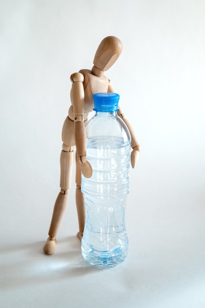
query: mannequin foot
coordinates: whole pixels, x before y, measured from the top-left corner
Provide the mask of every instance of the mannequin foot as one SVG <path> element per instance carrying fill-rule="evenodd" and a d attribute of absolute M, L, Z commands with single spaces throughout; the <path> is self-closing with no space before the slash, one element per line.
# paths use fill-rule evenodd
<path fill-rule="evenodd" d="M 83 235 L 83 233 L 81 232 L 80 231 L 79 231 L 79 232 L 77 232 L 77 238 L 78 238 L 79 240 L 81 241 L 81 240 L 82 240 Z"/>
<path fill-rule="evenodd" d="M 56 240 L 55 238 L 50 236 L 47 242 L 44 245 L 44 250 L 46 254 L 52 254 L 55 251 L 55 244 Z"/>

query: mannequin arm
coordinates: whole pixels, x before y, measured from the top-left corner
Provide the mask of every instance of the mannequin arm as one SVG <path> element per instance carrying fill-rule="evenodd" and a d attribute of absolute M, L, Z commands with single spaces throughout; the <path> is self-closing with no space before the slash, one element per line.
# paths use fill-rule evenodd
<path fill-rule="evenodd" d="M 74 135 L 77 155 L 82 173 L 86 178 L 92 175 L 92 167 L 86 160 L 86 134 L 84 124 L 84 76 L 74 73 L 71 76 L 72 82 L 71 101 L 74 109 Z"/>
<path fill-rule="evenodd" d="M 131 135 L 131 147 L 133 149 L 131 153 L 131 164 L 132 168 L 136 166 L 139 158 L 139 152 L 140 151 L 140 147 L 136 138 L 134 130 L 130 124 L 128 119 L 124 114 L 121 106 L 119 105 L 119 110 L 118 111 L 118 116 L 123 120 L 128 127 Z"/>
<path fill-rule="evenodd" d="M 110 81 L 109 81 L 109 86 L 107 92 L 113 93 L 114 92 Z M 131 135 L 131 147 L 133 149 L 132 153 L 131 153 L 131 164 L 132 168 L 134 168 L 139 158 L 139 152 L 140 151 L 140 147 L 136 138 L 134 130 L 128 119 L 126 118 L 125 115 L 124 114 L 120 104 L 119 105 L 119 110 L 118 111 L 117 114 L 126 124 Z"/>

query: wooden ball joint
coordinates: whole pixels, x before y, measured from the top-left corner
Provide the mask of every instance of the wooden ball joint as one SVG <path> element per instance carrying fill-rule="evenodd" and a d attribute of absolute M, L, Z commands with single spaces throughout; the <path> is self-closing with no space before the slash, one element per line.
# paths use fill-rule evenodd
<path fill-rule="evenodd" d="M 79 223 L 77 234 L 82 239 L 85 220 L 84 199 L 80 189 L 81 173 L 87 178 L 92 175 L 92 166 L 86 160 L 86 135 L 85 123 L 89 112 L 94 108 L 93 94 L 100 92 L 114 92 L 110 80 L 104 75 L 118 59 L 122 50 L 121 41 L 115 36 L 105 37 L 100 44 L 91 70 L 81 69 L 71 76 L 72 83 L 71 92 L 71 105 L 62 130 L 62 149 L 60 155 L 60 191 L 54 206 L 49 237 L 44 250 L 47 254 L 55 252 L 56 236 L 67 206 L 69 189 L 71 185 L 73 165 L 74 161 L 74 148 L 76 146 L 76 201 Z M 119 107 L 118 115 L 127 124 L 131 135 L 131 164 L 135 166 L 140 146 L 134 131 Z"/>

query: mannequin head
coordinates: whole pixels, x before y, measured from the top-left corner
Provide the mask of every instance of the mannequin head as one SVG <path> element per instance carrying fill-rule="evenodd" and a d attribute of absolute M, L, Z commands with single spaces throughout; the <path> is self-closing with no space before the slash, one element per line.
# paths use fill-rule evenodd
<path fill-rule="evenodd" d="M 105 37 L 97 50 L 93 64 L 101 70 L 107 70 L 118 59 L 122 49 L 121 41 L 117 37 Z"/>

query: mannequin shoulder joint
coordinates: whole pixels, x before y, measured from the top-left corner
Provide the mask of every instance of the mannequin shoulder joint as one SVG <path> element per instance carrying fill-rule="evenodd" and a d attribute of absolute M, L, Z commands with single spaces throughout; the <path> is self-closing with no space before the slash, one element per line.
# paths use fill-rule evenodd
<path fill-rule="evenodd" d="M 84 76 L 81 73 L 74 73 L 71 76 L 71 81 L 72 83 L 77 81 L 83 83 L 84 81 Z"/>

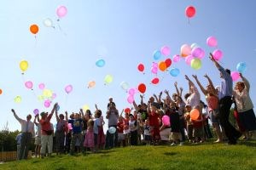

What you are asked to do :: Which lines in the entries above contain the string "ball", matching uppercase and lowercase exactly? Pick out each of those lines and copy it in full.

Task solution ::
query: wooden ball joint
Provide the mask of every instance of the wooden ball joint as one SVG <path> element per instance carrying fill-rule="evenodd" and a d attribute of absolute M, L, Z commands with single spaces throughout; the <path> is self-closing with no space before the slash, one element per line.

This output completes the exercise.